▸ Your task:
According to the formatting rules below, what is the size limit for bz2-compressed user or audience data?

══ Document ══

- 1 Minute to read
Formatting Rules
- 1 Minute to read
User data is uploaded by sending a multipart/form-data POST request very similar to the way Taxonomy is uploaded:
Form “metadata”, with Content-Type “application/json”, is the JSON formatted metadata discussed in the previous section on Metadata.
Form “data”, with Content-Type “application/octet-stream”, is the bz2 compressed stream of a set of rows separated by new line characters. Representation format of rows vary by the API being called.
All user/audience bz2 compressed data should be limited to 5GB. If compressed user/audience file is larger than 5GB, please consider splitting them into smaller files smaller than 5GB.
Sections on /audience, /audience/segment, /audience/attribute and /audience/opt-out APIs describe their way of representing a unit of data, which may either be a JSON object or simple text. Irrespective of the representation format, DataX requires that each unit of data be collapsed as a single line of input in the payload, prior to compression. This enables parallel distributed processing of data within DataX.
For example, if the following JSON object represents attributes of a user: (please ignore actual JSON format. Representation format for a unit of data is discussed in detail in the next sub-sections.)
{
"urn" : "user-1",
"att" : [
{
"id" : "YaScore",
"val" : 28
},
{
"id" : "Age",
"val" : 32
}
]
}
Each unit of data must be represented as a single line of input in the final payload. An attribute upload with YaScore and Age values for three users must look like the following prior to compression:
{"urn":"user-1",
"att":[{"id":"YaScore","val":56},
{"id":"Age","val":32}]}
{"urn":"user-2",
"att":[{"id":"YaScore","val":34},
{"id":"Age","val":44}]}
{"urn":"user-3",
"att":[{"id":"YaScore","val":78},
{"id":"Age","val":21}]}

═══
══ Supplied data ══

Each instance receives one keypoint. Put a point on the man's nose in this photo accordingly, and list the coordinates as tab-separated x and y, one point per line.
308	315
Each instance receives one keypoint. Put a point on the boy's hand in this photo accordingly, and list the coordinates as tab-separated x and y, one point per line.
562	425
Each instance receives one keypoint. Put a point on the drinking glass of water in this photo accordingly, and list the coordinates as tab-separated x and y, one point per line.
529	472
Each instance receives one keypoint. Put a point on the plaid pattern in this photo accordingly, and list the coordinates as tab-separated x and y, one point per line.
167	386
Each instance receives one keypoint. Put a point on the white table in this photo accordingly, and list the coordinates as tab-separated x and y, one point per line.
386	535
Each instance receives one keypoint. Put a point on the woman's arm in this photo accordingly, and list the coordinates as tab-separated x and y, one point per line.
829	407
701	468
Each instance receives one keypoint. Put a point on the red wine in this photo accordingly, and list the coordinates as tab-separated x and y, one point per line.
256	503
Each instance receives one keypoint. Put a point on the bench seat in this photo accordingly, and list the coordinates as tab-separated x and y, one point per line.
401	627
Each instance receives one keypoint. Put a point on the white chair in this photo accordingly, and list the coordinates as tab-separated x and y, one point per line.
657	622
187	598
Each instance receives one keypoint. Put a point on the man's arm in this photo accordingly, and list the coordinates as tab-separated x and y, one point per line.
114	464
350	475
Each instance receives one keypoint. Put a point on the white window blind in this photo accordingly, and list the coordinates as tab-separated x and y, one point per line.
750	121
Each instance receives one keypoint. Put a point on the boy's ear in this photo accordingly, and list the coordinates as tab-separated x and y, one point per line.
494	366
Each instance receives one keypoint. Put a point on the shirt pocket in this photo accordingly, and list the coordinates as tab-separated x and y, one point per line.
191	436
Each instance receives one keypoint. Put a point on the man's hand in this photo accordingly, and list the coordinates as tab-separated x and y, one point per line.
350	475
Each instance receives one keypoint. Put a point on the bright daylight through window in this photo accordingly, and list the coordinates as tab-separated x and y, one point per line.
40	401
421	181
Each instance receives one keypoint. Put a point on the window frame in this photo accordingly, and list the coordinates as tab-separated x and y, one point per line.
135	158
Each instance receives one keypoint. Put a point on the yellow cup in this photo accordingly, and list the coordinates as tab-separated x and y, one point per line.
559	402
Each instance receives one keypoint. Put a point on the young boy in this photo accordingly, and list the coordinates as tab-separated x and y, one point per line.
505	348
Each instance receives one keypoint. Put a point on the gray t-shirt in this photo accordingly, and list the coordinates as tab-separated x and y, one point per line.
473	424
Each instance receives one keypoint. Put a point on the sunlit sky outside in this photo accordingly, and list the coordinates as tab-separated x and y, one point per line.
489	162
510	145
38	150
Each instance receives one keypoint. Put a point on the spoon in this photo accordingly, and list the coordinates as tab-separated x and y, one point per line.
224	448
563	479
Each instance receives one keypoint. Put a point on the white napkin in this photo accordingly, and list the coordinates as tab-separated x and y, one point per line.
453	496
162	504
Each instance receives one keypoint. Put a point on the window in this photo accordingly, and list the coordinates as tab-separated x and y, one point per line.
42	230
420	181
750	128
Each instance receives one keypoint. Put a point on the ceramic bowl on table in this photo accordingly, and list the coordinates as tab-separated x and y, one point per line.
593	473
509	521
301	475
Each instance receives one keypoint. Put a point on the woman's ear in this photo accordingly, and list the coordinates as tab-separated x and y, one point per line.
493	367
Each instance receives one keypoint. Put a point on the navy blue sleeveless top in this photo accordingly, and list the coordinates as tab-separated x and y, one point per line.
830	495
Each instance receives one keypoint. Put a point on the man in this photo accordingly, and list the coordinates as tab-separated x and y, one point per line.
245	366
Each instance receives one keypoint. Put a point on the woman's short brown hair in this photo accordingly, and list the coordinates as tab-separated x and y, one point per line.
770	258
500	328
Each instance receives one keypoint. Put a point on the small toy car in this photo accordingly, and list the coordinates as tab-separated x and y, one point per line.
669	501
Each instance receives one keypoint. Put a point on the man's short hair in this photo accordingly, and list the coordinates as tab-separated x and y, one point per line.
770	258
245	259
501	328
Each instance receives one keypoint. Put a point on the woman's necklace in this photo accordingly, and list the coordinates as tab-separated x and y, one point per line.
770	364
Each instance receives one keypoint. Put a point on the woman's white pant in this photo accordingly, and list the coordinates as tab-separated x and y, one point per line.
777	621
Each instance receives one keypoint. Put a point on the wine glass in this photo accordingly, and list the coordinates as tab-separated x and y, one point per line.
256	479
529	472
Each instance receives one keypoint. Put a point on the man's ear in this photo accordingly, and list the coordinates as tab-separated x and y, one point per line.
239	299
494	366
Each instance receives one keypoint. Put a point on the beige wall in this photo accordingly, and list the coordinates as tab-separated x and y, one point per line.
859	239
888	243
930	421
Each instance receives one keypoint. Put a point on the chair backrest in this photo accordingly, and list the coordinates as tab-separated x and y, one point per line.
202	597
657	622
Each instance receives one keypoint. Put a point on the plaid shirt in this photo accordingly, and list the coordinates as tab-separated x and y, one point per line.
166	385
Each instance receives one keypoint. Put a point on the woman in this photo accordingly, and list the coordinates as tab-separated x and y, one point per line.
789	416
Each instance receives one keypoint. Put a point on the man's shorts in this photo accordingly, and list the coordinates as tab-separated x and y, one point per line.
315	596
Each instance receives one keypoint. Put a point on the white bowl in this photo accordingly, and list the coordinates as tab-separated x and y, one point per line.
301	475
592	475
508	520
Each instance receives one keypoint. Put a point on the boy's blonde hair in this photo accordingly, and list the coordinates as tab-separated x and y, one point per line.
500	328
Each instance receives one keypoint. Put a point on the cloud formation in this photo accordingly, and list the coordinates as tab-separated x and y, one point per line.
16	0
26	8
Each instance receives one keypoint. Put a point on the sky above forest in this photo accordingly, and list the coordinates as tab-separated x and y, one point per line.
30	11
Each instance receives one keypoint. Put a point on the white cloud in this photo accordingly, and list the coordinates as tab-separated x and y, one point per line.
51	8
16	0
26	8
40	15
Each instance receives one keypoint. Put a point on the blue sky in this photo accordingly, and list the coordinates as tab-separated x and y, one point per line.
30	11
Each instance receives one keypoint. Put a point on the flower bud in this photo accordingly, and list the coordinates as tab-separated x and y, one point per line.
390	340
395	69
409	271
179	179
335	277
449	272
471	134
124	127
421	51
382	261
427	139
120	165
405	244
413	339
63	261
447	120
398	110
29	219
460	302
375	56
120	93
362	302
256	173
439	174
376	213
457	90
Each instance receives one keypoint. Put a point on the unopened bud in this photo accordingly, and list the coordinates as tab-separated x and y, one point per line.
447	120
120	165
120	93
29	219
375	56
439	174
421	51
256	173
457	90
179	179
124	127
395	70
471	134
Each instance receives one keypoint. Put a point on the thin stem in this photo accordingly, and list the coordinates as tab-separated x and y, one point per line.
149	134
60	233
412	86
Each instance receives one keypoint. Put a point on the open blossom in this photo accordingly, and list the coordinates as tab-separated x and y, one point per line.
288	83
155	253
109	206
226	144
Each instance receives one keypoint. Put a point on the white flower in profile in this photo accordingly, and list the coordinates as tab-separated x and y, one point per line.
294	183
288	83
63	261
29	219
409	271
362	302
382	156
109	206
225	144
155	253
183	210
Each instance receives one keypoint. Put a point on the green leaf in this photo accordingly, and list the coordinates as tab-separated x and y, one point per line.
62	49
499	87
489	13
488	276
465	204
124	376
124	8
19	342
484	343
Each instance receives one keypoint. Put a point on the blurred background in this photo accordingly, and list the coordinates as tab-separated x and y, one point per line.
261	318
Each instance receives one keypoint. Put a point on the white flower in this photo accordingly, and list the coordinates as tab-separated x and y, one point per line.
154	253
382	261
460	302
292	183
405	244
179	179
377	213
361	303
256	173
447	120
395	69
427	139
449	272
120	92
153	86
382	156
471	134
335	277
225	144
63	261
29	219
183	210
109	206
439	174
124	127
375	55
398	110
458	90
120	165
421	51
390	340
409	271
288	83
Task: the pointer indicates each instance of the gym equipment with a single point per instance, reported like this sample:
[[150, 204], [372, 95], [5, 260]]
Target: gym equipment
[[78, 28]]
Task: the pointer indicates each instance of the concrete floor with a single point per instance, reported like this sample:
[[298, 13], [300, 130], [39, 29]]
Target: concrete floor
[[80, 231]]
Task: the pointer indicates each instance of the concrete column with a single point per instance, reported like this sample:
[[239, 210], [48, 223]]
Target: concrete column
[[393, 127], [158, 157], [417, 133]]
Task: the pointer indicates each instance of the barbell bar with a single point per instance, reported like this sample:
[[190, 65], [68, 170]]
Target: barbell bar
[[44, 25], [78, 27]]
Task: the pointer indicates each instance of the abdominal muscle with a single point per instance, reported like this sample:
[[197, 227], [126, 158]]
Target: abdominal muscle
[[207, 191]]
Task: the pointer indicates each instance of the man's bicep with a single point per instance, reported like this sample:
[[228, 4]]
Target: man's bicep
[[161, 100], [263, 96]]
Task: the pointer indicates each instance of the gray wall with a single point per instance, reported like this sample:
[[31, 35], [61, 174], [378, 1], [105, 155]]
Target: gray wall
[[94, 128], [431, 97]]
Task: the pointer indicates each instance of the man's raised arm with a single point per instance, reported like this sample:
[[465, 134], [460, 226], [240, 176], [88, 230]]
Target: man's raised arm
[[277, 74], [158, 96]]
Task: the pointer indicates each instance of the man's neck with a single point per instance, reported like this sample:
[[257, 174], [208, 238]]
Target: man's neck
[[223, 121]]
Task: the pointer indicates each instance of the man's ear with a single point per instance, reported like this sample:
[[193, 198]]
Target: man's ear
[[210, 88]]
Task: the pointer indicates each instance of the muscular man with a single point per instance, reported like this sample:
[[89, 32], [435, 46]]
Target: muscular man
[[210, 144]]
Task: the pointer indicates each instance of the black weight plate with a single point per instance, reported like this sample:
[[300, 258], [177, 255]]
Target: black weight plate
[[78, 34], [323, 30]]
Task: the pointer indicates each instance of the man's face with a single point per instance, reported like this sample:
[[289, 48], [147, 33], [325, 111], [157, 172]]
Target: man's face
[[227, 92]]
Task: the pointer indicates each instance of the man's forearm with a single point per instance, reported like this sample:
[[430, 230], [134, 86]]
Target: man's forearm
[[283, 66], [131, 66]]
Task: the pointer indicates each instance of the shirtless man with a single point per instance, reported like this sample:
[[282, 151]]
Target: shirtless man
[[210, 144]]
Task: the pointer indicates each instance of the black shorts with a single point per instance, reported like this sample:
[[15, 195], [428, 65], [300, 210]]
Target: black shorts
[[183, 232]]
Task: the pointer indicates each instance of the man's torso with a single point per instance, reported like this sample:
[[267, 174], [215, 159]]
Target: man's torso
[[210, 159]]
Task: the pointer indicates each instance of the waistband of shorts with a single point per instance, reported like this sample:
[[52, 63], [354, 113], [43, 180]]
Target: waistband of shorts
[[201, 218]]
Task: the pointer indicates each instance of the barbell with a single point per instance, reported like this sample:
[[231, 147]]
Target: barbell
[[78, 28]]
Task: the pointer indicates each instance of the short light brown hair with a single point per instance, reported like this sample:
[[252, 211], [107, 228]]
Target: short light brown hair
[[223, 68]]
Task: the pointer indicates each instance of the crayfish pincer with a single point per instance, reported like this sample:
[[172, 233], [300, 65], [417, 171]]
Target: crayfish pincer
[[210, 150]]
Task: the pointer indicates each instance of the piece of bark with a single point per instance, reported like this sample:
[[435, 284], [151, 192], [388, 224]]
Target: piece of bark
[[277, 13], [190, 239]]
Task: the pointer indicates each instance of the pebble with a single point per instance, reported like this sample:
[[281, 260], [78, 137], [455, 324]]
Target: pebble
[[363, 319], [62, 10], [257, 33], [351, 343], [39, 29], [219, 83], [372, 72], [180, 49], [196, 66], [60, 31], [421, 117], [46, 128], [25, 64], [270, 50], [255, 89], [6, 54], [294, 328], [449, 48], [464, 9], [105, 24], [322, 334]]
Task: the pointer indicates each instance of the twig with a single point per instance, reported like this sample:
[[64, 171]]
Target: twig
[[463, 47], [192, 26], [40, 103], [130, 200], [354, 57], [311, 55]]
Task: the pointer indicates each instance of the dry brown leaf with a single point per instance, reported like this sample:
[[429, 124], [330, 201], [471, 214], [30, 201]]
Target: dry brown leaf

═══

▸ Expected output:
It should be limited to 5GB.